__Records for this exercise__
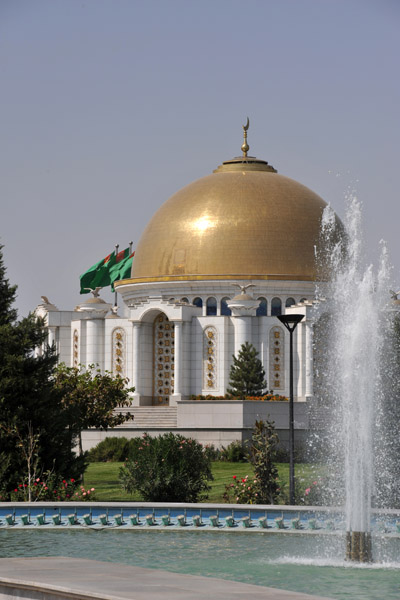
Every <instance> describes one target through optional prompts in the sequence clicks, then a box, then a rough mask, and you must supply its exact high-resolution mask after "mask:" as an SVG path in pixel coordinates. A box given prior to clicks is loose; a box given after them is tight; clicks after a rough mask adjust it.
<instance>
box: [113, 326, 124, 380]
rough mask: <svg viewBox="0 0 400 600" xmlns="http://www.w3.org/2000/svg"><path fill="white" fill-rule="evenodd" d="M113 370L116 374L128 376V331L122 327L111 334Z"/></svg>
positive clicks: (115, 330)
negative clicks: (127, 356) (126, 347)
mask: <svg viewBox="0 0 400 600" xmlns="http://www.w3.org/2000/svg"><path fill="white" fill-rule="evenodd" d="M111 347H112V372H113V373H114V375H121V377H126V333H125V330H124V329H122V328H121V327H118V328H117V329H114V330H113V332H112V334H111Z"/></svg>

__Action item__
Write out every row above again word for word, but leave out the pictures.

__Written response__
Every <instance> describes one target through optional prompts in the sequence clicks, then a box, then a rough mask, and you must supply its exact high-resolution mask after "mask:" as an SVG path in pixel coordinates. A box given prior to clicks is loose; a box given after them is tight; clicks after a rough mask adjust it.
<instance>
box: [113, 326, 124, 380]
rough mask: <svg viewBox="0 0 400 600" xmlns="http://www.w3.org/2000/svg"><path fill="white" fill-rule="evenodd" d="M113 370L116 374L128 376V331L122 327L111 334Z"/></svg>
positive clicks: (115, 330)
negative clicks: (127, 356) (126, 347)
mask: <svg viewBox="0 0 400 600" xmlns="http://www.w3.org/2000/svg"><path fill="white" fill-rule="evenodd" d="M111 347H112V372H113V373H114V375H121V377H126V333H125V330H124V329H122V328H121V327H118V328H117V329H114V330H113V332H112V334H111Z"/></svg>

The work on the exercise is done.